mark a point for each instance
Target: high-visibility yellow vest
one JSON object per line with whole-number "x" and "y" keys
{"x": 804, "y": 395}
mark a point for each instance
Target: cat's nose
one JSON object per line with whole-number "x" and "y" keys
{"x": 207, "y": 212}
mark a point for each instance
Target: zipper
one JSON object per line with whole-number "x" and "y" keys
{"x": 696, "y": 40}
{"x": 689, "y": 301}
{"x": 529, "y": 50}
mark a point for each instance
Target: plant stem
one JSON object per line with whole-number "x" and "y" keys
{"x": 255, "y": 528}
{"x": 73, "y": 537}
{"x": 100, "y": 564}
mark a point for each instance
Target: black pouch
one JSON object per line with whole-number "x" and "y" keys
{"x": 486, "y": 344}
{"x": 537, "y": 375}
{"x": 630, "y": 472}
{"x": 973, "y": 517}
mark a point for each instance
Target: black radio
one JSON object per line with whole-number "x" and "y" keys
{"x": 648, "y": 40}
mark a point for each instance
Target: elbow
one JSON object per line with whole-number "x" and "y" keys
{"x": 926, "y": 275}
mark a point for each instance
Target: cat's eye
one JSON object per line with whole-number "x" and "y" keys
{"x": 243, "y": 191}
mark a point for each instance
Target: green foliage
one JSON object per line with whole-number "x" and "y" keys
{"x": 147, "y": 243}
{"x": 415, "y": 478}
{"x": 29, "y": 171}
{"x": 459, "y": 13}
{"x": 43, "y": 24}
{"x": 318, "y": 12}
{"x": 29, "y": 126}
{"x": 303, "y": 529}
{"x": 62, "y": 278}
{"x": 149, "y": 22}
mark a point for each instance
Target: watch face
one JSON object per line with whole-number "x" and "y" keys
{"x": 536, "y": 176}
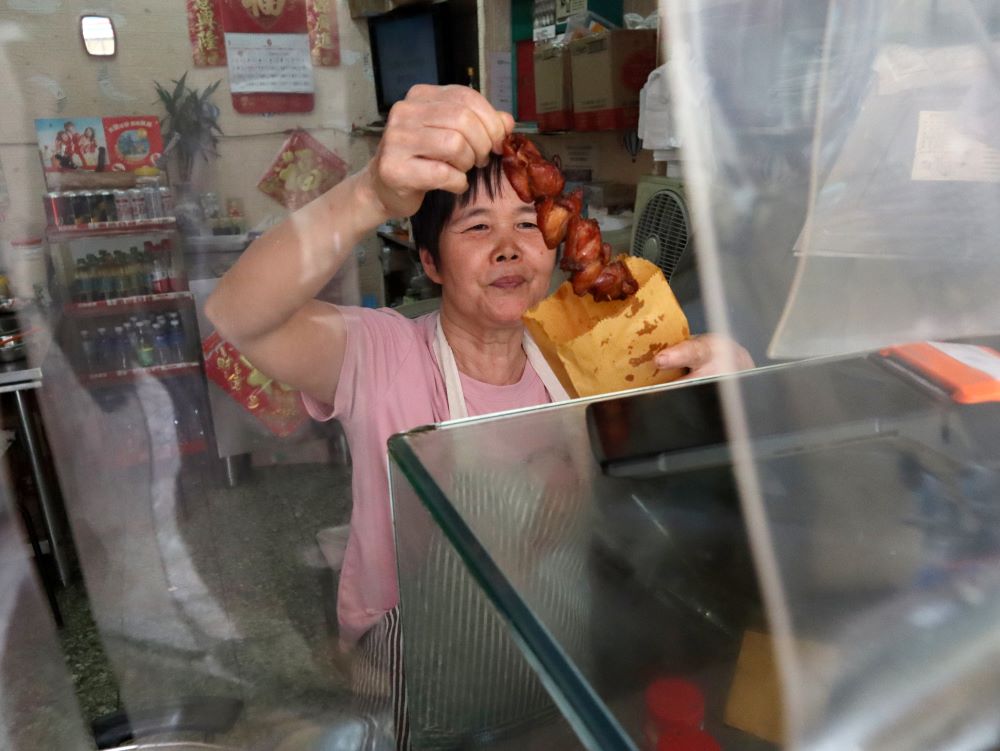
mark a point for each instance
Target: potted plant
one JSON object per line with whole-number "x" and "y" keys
{"x": 190, "y": 129}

+ + + + +

Written exercise
Copy every record character for character. Skip the pictures.

Full output
mark a point for each instance
Target: high-visibility yellow vest
one JSON object per line with whole-number "x" and "y" keys
{"x": 804, "y": 395}
mark a point for each instance
Target: cat's nose
one JSON object per line with whole-number "x" and "y" keys
{"x": 207, "y": 212}
mark a point for each instance
Target: zipper
one JSON object per line with whole-number "x" and "y" keys
{"x": 696, "y": 40}
{"x": 689, "y": 301}
{"x": 529, "y": 50}
mark a point for each instance
Target: plant stem
one JSON object per line with whole-number "x" and "y" keys
{"x": 255, "y": 528}
{"x": 73, "y": 537}
{"x": 100, "y": 564}
mark a point for each instance
Target: black pouch
one JSON object per line with whole-number "x" and "y" keys
{"x": 486, "y": 344}
{"x": 537, "y": 375}
{"x": 630, "y": 472}
{"x": 973, "y": 517}
mark a point for each instance
Target: black radio
one JSON object per line with whole-number "x" and "y" keys
{"x": 648, "y": 40}
mark a point for each instance
Target: elbow
one JSON object per line with whole-number "x" and "y" keys
{"x": 926, "y": 275}
mark a point for each instance
Target: cat's eye
one JSON object per line with whole-number "x" and "y" keys
{"x": 243, "y": 191}
mark a point for each instance
Target: green foliage
one JSON object per line with whole-number "x" and "y" keys
{"x": 147, "y": 243}
{"x": 415, "y": 478}
{"x": 29, "y": 171}
{"x": 459, "y": 13}
{"x": 43, "y": 24}
{"x": 318, "y": 12}
{"x": 29, "y": 126}
{"x": 303, "y": 529}
{"x": 62, "y": 278}
{"x": 149, "y": 22}
mark a point for each instance
Target: watch face
one JSON object per line with whole-number "x" and "y" keys
{"x": 536, "y": 176}
mark a point for each instance
Target: potted plant
one JSON object per line with whole-number "x" and "y" keys
{"x": 190, "y": 129}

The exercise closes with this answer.